TASK OBJECTIVE> Extract each line of the data below that contains the string "eyelash", and copy every such line in full.

EXTRACTED RECORDS>
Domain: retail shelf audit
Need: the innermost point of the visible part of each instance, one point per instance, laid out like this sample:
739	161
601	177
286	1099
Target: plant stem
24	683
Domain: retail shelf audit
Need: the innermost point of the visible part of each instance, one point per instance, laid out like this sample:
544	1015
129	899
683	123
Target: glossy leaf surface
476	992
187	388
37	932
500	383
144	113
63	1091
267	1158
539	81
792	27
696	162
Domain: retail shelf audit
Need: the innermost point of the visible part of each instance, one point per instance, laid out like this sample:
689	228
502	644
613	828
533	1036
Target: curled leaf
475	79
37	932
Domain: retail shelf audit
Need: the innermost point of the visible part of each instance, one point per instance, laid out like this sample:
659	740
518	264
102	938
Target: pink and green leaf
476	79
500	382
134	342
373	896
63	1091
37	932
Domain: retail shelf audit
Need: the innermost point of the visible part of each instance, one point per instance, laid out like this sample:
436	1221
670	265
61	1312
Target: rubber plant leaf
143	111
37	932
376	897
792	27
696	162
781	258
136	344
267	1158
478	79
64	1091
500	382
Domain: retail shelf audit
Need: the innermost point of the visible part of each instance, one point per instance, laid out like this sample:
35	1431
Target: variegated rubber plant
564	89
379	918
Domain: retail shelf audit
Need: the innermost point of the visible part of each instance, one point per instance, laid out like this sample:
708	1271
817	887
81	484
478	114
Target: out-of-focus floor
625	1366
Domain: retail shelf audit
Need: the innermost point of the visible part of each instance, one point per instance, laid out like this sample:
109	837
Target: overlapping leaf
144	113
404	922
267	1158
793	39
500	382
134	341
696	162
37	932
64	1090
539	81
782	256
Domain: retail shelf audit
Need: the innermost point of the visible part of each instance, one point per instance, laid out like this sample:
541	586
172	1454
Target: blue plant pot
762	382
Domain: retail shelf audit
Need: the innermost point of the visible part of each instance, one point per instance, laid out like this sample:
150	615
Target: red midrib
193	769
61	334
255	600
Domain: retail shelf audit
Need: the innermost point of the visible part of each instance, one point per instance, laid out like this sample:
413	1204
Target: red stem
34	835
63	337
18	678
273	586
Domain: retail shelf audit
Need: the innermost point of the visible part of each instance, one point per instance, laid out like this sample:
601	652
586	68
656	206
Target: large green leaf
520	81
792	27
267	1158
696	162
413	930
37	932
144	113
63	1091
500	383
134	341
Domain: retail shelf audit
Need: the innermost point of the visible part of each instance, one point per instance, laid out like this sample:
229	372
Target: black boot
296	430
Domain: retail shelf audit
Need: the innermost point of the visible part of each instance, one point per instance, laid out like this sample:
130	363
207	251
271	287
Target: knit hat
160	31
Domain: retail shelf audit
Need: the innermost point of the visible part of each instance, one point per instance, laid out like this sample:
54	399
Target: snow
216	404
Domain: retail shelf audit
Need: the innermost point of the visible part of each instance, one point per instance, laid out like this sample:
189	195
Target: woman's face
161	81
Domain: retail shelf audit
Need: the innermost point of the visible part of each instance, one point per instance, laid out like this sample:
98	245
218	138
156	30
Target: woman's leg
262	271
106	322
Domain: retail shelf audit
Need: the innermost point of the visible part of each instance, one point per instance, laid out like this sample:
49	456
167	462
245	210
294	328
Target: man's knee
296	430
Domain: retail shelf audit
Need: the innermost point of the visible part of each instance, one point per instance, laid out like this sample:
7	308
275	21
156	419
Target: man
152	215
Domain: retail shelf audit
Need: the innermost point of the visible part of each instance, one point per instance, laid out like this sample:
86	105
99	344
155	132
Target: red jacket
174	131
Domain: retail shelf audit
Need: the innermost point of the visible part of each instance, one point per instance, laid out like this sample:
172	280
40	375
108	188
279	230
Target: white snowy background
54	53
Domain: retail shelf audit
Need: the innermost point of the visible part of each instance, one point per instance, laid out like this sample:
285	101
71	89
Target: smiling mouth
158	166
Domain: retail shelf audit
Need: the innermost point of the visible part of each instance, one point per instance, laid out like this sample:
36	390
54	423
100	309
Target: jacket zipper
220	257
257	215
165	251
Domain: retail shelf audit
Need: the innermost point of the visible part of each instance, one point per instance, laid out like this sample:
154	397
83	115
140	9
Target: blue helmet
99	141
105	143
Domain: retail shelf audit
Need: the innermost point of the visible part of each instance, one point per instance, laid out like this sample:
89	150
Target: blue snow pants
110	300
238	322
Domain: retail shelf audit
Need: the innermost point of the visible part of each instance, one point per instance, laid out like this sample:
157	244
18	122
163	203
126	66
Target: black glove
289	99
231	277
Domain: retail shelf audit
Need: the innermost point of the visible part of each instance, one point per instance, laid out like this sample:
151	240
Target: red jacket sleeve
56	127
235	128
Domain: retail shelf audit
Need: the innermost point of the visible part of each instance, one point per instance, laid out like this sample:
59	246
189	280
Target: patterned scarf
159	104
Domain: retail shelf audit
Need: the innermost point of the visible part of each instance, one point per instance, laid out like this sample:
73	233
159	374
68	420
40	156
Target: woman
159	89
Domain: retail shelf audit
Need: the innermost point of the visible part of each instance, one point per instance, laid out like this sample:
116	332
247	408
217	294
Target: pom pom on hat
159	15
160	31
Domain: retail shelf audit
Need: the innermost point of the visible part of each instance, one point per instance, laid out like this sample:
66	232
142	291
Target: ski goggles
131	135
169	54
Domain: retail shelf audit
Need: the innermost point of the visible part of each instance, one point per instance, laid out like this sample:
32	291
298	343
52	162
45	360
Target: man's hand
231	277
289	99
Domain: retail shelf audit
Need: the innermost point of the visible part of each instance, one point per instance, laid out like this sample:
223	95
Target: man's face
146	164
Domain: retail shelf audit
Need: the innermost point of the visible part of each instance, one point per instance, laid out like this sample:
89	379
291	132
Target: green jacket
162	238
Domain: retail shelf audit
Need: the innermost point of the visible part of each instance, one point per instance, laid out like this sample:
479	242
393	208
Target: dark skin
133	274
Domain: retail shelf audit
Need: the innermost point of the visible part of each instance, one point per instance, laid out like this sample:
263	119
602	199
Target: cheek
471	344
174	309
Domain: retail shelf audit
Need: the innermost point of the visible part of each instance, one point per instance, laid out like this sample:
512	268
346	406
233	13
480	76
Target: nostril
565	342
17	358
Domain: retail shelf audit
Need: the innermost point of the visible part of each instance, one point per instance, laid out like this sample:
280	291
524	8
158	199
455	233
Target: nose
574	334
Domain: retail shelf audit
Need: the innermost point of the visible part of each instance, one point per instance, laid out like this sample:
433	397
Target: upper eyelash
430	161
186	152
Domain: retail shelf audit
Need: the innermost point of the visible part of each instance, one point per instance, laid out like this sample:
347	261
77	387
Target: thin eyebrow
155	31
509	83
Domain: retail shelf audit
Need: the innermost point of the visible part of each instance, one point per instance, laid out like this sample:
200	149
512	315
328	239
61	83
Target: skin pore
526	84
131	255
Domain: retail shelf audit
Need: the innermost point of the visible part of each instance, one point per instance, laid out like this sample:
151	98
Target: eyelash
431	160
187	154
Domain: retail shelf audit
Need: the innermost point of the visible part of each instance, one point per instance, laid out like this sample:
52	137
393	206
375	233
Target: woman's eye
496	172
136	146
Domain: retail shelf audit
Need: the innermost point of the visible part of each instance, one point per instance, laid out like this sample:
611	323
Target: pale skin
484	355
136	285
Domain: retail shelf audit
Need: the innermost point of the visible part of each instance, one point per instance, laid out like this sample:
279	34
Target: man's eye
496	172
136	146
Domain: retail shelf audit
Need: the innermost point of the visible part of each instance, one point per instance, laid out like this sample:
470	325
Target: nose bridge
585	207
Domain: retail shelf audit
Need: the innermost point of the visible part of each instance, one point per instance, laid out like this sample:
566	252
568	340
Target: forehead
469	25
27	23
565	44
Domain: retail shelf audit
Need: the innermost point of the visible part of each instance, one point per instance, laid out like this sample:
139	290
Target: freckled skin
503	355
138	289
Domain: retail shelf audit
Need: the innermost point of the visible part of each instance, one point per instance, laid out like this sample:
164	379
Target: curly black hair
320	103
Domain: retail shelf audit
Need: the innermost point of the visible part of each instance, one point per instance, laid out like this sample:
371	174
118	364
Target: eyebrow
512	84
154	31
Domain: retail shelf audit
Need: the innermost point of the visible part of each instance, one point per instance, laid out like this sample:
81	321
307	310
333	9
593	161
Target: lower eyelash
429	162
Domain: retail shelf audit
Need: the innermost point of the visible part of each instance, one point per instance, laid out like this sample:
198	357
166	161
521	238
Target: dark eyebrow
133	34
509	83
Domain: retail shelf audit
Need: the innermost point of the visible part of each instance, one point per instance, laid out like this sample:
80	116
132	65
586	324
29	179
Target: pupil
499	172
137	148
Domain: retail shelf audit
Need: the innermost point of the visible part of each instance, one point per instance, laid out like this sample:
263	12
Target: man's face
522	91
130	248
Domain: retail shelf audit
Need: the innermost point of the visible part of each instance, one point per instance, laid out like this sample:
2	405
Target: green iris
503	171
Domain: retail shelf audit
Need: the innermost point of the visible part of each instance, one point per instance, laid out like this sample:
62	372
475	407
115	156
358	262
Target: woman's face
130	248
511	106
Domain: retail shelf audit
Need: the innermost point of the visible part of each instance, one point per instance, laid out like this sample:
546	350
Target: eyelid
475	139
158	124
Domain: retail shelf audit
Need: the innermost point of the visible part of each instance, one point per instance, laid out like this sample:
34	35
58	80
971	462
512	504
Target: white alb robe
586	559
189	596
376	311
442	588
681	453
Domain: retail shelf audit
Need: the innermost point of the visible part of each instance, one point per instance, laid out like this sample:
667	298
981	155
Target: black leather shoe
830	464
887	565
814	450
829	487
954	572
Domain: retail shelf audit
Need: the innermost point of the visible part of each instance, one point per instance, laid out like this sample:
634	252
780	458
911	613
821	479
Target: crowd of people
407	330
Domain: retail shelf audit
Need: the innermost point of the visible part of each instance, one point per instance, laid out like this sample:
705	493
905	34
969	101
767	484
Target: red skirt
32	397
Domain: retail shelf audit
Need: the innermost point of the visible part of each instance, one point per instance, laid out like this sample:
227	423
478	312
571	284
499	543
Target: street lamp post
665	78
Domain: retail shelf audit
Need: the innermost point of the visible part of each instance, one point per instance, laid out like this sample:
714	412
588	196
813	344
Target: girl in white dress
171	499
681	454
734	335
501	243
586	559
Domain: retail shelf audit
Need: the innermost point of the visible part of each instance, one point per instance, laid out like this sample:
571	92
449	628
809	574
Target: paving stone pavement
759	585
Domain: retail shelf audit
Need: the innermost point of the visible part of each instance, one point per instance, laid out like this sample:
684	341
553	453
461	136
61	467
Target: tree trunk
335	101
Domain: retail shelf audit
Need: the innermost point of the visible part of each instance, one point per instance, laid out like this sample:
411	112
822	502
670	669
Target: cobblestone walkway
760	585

FINAL RESULT>
Target: upper eyelash
Target: eyelash
Target: lower eyelash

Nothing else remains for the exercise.